TEXT EXTRACT:
>> begin
I
entered the boxing gym. The head coach
smiled at me. It struck me as odd. Why’s
he smiling, I thought. “Good
day.” I shook his hand and went to see
my personal coach.
“Hey
Coach, can you wrap me.” He holds my
right in his left and wraps with his right.
He holds my left with his left and wraps with his right.
“Into the ring,” my
boxing coach, Luis said.
I
stepped between the ropes and went in.
You said, “Fly like a butterfly.
Well, that’s what we’re learning today.
You’re going to dance inside that ring.”
He
shouted commands at me. Left. Right.
Forward. Backward. Pivot.
Left. Right. Backward.
Forward. Pivot. Pivot.
Left. Right. Pivot.
And so it went.
At
first, it was difficult because my head had to process the instructions. But like picking up the rhythm of a song, I
was starting to feel more of the glide in my feet around the ring. The old coach came up and said to my coach,
“Hey – he’s coming along. You did a good
job with him.” From my peripheral vision,
I caught the younger coach smiling.
>> end
BRIEF:
Summarize the boxing gym passage in two sentences. The lines that follow were taken from a separate source.

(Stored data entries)
>> begin
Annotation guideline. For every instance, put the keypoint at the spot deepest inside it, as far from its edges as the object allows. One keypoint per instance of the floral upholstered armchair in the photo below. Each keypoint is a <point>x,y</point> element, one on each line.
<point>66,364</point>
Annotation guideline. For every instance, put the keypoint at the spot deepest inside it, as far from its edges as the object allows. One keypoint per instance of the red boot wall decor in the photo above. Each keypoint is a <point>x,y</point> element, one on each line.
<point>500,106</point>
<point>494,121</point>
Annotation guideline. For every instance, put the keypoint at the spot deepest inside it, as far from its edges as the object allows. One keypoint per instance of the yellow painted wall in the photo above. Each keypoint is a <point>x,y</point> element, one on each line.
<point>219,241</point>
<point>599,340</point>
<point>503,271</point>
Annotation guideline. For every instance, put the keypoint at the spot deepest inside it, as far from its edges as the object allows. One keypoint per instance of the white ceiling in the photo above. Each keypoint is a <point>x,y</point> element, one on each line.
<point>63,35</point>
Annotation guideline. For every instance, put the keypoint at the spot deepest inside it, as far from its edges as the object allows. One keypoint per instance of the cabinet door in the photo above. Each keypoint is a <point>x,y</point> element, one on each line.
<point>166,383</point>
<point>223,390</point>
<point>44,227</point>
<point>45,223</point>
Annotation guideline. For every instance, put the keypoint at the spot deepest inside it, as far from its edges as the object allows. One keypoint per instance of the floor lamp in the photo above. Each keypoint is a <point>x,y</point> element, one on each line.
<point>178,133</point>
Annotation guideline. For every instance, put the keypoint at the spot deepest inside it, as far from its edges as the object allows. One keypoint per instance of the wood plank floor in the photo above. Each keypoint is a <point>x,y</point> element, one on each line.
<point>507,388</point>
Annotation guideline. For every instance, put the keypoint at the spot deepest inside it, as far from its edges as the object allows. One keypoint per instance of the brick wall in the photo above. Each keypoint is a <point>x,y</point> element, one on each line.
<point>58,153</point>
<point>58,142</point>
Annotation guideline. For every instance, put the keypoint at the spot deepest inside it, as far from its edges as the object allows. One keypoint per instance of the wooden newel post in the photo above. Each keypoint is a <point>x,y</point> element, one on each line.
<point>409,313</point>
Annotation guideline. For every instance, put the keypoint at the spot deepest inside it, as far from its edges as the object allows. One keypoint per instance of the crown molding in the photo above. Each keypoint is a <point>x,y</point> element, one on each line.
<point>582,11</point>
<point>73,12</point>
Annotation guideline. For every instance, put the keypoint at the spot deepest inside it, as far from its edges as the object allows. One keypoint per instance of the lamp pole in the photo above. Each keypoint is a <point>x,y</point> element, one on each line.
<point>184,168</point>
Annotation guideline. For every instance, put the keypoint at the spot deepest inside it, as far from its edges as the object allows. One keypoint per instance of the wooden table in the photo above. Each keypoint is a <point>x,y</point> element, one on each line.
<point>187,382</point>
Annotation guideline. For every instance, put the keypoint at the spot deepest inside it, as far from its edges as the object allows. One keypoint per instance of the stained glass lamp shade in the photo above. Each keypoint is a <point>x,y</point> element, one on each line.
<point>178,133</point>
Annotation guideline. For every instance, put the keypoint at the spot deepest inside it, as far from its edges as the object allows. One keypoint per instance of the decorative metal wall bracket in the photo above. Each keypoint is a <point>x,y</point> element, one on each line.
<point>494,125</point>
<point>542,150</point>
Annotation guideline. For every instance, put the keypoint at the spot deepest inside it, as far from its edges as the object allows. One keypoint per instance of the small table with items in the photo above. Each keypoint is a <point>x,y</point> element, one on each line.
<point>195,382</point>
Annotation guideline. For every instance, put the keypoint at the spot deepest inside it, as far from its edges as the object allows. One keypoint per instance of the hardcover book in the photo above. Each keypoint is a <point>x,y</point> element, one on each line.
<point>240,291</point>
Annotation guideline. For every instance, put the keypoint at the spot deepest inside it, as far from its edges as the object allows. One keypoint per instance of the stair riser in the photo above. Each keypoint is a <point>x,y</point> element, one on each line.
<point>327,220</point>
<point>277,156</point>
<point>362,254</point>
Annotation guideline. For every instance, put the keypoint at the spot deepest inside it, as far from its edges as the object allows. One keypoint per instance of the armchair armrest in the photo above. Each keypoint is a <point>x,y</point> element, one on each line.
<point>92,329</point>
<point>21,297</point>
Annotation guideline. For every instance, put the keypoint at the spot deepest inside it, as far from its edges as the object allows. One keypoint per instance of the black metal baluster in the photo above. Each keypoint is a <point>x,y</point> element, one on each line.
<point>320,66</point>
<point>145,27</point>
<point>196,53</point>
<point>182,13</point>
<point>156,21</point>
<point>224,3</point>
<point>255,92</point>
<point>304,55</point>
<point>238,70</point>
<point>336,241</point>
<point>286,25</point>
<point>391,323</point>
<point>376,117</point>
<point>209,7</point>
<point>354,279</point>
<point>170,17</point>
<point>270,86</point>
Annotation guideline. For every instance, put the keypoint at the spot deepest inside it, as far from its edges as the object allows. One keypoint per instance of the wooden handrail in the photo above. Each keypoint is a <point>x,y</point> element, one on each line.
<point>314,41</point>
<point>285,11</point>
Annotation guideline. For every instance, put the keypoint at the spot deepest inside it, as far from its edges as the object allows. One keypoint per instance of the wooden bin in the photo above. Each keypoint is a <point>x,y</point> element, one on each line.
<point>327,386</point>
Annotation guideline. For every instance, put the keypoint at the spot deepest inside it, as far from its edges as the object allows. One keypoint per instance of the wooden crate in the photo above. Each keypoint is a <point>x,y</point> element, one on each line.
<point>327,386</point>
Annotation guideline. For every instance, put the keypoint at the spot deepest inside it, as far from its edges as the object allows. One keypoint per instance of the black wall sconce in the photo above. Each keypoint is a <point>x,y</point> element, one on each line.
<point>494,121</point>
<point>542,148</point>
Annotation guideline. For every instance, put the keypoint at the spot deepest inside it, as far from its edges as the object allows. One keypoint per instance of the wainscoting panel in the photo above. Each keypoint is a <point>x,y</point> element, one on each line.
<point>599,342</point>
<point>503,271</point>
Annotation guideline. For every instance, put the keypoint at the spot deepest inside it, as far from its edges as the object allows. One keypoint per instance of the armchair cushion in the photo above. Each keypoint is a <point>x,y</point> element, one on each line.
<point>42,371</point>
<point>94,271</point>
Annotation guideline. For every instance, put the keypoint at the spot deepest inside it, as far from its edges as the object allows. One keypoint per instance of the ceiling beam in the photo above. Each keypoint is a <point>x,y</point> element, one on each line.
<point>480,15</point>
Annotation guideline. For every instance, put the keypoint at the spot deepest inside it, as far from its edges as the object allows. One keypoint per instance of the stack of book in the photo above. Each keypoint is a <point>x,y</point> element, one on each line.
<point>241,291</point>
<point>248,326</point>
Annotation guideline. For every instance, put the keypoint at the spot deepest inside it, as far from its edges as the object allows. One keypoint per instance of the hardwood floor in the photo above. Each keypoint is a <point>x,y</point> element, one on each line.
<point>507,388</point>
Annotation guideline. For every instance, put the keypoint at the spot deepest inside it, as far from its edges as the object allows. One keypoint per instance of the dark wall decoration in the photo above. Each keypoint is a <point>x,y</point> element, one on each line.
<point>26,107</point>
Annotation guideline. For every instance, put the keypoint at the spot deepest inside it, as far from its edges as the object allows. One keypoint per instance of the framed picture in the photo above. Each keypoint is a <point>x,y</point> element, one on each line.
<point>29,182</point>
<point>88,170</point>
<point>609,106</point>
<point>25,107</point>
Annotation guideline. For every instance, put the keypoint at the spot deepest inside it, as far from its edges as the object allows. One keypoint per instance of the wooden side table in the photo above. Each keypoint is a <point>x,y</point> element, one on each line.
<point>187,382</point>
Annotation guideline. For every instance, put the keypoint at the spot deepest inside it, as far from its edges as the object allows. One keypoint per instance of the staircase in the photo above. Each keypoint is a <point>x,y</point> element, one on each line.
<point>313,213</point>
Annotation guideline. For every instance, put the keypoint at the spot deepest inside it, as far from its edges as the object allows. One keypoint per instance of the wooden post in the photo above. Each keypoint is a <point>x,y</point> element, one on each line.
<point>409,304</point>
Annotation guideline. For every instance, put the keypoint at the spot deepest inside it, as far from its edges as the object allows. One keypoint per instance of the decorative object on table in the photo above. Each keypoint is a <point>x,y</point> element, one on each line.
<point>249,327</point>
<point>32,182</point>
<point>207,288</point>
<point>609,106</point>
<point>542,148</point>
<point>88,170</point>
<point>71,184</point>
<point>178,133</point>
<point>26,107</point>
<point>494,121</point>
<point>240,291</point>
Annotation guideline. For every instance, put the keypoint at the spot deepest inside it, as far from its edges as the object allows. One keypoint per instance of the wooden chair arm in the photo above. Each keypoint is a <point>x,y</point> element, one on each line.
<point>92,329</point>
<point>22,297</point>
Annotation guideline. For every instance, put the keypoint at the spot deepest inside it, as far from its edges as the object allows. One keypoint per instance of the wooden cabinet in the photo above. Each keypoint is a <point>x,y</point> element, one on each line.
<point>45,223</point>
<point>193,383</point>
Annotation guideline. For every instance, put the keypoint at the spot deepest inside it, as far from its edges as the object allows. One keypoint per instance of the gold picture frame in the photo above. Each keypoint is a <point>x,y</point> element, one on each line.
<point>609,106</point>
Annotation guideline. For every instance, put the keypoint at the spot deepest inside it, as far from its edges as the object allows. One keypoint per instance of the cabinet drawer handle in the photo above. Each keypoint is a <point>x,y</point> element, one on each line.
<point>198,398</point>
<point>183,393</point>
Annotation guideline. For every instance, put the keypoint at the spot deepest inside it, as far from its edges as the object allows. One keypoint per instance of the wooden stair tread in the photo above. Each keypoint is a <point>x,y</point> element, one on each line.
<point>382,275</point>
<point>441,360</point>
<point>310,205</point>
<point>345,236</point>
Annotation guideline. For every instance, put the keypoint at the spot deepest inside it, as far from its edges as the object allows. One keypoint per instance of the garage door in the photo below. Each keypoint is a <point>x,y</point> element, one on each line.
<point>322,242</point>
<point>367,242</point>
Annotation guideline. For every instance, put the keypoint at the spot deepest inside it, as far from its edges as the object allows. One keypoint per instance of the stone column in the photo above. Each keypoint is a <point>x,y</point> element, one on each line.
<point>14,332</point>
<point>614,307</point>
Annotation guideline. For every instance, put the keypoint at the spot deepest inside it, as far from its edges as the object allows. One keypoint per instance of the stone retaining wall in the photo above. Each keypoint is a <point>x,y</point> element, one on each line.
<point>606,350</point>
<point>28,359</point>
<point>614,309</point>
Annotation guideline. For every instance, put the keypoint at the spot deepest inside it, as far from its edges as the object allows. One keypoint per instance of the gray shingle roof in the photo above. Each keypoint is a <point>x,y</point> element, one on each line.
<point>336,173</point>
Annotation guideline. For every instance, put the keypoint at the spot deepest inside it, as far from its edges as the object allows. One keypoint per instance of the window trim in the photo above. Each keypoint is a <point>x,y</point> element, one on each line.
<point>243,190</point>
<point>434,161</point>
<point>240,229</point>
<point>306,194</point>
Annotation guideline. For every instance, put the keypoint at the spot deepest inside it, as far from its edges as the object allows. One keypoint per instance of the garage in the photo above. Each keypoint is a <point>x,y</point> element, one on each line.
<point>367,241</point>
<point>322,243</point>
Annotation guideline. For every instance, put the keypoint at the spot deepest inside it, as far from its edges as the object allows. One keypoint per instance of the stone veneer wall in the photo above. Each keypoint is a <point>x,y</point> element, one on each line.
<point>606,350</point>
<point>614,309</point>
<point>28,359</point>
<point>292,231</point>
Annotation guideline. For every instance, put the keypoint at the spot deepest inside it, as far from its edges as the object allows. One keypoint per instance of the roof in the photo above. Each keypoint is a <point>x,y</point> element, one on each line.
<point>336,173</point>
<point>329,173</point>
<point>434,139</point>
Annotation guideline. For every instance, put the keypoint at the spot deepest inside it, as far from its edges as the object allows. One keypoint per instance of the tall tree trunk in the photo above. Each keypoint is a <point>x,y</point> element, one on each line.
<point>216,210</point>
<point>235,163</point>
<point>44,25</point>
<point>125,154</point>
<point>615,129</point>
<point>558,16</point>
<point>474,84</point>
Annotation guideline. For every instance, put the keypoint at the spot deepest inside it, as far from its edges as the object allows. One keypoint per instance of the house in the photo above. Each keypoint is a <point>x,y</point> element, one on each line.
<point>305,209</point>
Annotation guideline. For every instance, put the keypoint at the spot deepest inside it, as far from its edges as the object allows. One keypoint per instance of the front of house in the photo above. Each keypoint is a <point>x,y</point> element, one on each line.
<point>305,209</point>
>> end
REPLY:
After arriving at a boxing gym and having hands wrapped by a personal coach, the narrator is sent into the ring by the boxing coach, Luis, to learn to dance by following shouted commands such as left, right, forward, backward, and pivot. The footwork is difficult at first, but the narrator starts to feel the glide, and when the old coach praises the younger coach's work, the younger coach smiles.